## ACTION ITEM
Please set down the records exactly, keeping every line.
========================================================================
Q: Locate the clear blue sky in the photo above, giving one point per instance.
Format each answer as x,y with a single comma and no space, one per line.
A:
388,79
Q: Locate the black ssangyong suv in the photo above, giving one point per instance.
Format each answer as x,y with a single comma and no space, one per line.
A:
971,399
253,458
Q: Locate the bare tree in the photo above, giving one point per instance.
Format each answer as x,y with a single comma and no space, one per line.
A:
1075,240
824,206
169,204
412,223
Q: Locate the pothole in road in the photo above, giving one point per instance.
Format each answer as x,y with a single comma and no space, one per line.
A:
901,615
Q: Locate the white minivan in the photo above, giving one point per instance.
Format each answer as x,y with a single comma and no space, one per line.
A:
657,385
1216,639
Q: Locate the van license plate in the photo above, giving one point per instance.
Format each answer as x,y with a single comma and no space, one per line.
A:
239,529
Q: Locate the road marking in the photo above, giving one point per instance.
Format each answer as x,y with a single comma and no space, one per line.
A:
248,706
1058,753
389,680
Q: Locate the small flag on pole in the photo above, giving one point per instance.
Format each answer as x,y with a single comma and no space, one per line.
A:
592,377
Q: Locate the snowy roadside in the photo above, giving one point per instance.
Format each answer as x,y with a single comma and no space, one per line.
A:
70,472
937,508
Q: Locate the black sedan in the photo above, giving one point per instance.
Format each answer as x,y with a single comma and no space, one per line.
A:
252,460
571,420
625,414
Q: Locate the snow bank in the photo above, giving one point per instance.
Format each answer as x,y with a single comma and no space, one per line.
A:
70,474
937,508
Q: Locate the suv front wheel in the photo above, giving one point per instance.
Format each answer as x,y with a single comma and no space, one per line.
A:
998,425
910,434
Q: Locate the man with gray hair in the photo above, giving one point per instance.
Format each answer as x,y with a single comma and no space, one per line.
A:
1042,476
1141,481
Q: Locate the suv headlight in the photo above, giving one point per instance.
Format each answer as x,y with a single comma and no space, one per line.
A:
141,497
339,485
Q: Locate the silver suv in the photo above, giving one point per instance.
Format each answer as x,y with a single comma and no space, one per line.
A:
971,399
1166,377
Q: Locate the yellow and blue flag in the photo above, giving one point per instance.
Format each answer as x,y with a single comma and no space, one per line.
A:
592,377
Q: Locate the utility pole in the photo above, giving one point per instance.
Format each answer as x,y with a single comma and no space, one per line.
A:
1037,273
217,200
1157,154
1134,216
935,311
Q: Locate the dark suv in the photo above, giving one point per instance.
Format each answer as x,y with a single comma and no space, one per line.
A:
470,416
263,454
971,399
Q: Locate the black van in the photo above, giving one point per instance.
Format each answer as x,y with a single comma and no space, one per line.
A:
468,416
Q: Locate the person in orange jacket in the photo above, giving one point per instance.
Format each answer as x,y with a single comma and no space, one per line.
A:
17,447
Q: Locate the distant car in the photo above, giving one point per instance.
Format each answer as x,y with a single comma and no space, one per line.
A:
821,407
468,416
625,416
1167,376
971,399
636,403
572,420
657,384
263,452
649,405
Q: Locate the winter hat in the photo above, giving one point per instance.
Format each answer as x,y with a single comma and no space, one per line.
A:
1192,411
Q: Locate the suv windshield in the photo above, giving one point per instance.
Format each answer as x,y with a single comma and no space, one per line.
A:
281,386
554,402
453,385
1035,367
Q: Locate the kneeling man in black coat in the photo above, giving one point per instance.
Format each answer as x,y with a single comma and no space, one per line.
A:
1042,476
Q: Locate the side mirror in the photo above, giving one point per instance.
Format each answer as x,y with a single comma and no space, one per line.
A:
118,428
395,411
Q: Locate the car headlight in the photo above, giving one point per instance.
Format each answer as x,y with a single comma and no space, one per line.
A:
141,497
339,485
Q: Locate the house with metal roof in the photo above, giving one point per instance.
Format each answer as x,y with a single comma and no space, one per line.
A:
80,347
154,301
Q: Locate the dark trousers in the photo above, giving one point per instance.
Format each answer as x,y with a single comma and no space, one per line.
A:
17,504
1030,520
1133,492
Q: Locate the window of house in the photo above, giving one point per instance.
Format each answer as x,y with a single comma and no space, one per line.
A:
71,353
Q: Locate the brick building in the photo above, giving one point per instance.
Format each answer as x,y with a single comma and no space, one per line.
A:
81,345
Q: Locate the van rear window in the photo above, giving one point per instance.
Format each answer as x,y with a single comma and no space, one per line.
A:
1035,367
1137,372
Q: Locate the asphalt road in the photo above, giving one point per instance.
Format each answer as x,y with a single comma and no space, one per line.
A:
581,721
========================================================================
## SOLUTION TO THE PROBLEM
Q: Locate the clear blue sky in the photo above, giving one point per instance.
Format each answer as x,y with a single comma and no space, one per line.
A:
388,79
Q: Locate the black ssangyong suv in the photo above, giving one point per instance.
Format each answer as x,y with a single comma and no space, one per line.
A:
971,399
253,458
Q: Locate the bare tree in the photo above, giving one point per instance.
Format each answer as x,y with a single comma and no space, one per line.
A:
1075,240
824,206
169,204
412,223
Q: Locate the pothole in road in the photo above, giving one point per instance.
Format each answer as x,y with a single comma and no space, one per line.
A:
901,615
Q: Locate the white minivan in the photo above, giving one point per instance.
Format each answer as x,y with a single comma and no space, one per line.
A:
657,385
1216,639
Q: Locate the van license plate in the photo above, giving one point per instance.
Format each answer as x,y with a single comma and no space, one per line.
A:
239,529
Q: Locate the road marking in the photo above, giving one point per instance.
Format each answer as x,y with a single comma and no space, one per line.
A:
248,706
1058,753
389,680
Q: Locate the small flag on pole in the photo above, giving one point per instance.
Format each answer as x,y with a single comma and no space, one per line.
A:
592,377
Q: Locate the snowy roadside in the photo above, giving one point per instance.
Format each answer as x,y with a single comma and no space, one per line.
A:
70,472
937,508
Q: Locate the black sedan in the photo above, giving one point per instance.
Format each answer as x,y with a single comma and no space, one per line.
A:
252,460
571,420
625,414
Q: Locate the snow bank in the photo above, giving one point per instance.
Format each answer as x,y with a single comma and no space, one per line.
A:
70,474
937,508
Q: Locate the suv front wheel in the photo above, giving one point per instance.
Format each answer as x,y with a single comma and no space, one per line.
A:
998,425
910,434
Q: Locate the man with gray hair in the photo above, giving one point per instance.
Format each answer as x,y with a single comma and no space, one per line.
A:
1042,476
1141,481
Q: Locate the suv headlight in the photo above, giving one point per instance.
Format each answer as x,y with a single comma and no space, one per line.
A:
141,497
339,485
Q: Locate the silver suv in the photo above, giving one point per instance.
Format each answer as x,y with a single comma and no space, one per line.
A:
971,399
1166,377
Q: Locate the yellow and blue flag in the photo above, giving one point per instance.
Format each answer as x,y with a single comma and no space, one per line.
A:
592,377
Q: Locate the utility pole in the photo above, giving one point per instance.
Format each answer as x,y with a single comma and no space, one per line.
A:
1037,273
217,200
1157,154
1134,216
935,311
Q: Locate the dark suv in the photo above, giving one point per instance.
Format each answer as x,y with a single comma and no space, one per line.
A:
470,416
263,454
971,399
Q: Locate the black van in the photo above, giving one point per instance.
Format each answer as x,y with a single comma and no space, one per line.
A:
468,416
Q: Locate the person in orange jacket in the photo above, giving one point per instance.
Format each answer as x,y with a single comma and no space, one per line.
A:
17,447
Q: Locate the distant car in the photo above, giving one point per instance.
Format each answer as x,y with a single comma and no space, one per line.
A:
821,407
468,416
625,416
1167,376
971,399
636,403
572,420
657,384
263,452
649,405
Q: Locate the winter hat in the photo above, giving one point per instance.
Format each answer as x,y with a single comma and no space, one per line.
A:
1192,411
Q: Locate the suv windshield in the photo above, giving one point per instance.
Format each answer as x,y with a single comma and no space, one per line.
A:
281,386
554,402
453,385
1035,367
Q: Locate the kneeling man in black coat in the photo above, giving one point per instance.
Format each answer as x,y with a single comma and no space, one per line.
A:
1042,476
Q: Locate the side mirror in the photo above, giving one point per instance.
Format each answer as x,y with a single comma and no space, one per line.
A:
118,428
395,411
Q: Locate the car headlight in the photo above, giving one point per instance.
Format each answer as x,y with a single comma and no space, one per line.
A:
141,497
339,485
Q: Locate the house with metal roof in the photo above, giving one point per instance.
Format each answer as x,y with a single comma and no space, one per line.
A:
80,347
154,301
Q: Locate the dark trousers in the photo above, giving one point per instance.
Format each answer as x,y with a single comma and no space, one per line.
A:
17,504
1030,520
1133,492
Q: Locate the window of house in the photo above, giving one point per instance.
Format each answer as x,y with a single comma and no space, one per line.
A:
71,353
Q: Locate the brick building in the photo above, giving one point per instance.
Format each answer as x,y with a single comma and no space, one per line.
A:
81,345
Q: Locate the van rear window in the photo above, giving one point per instance.
Format each answer as x,y with a single comma and no space, one per line.
A:
1035,367
1137,372
Q: Locate the asphalt road in the photo above, giving one point per instance.
Format each answer as x,y with a single comma and no space, one per line.
A:
581,721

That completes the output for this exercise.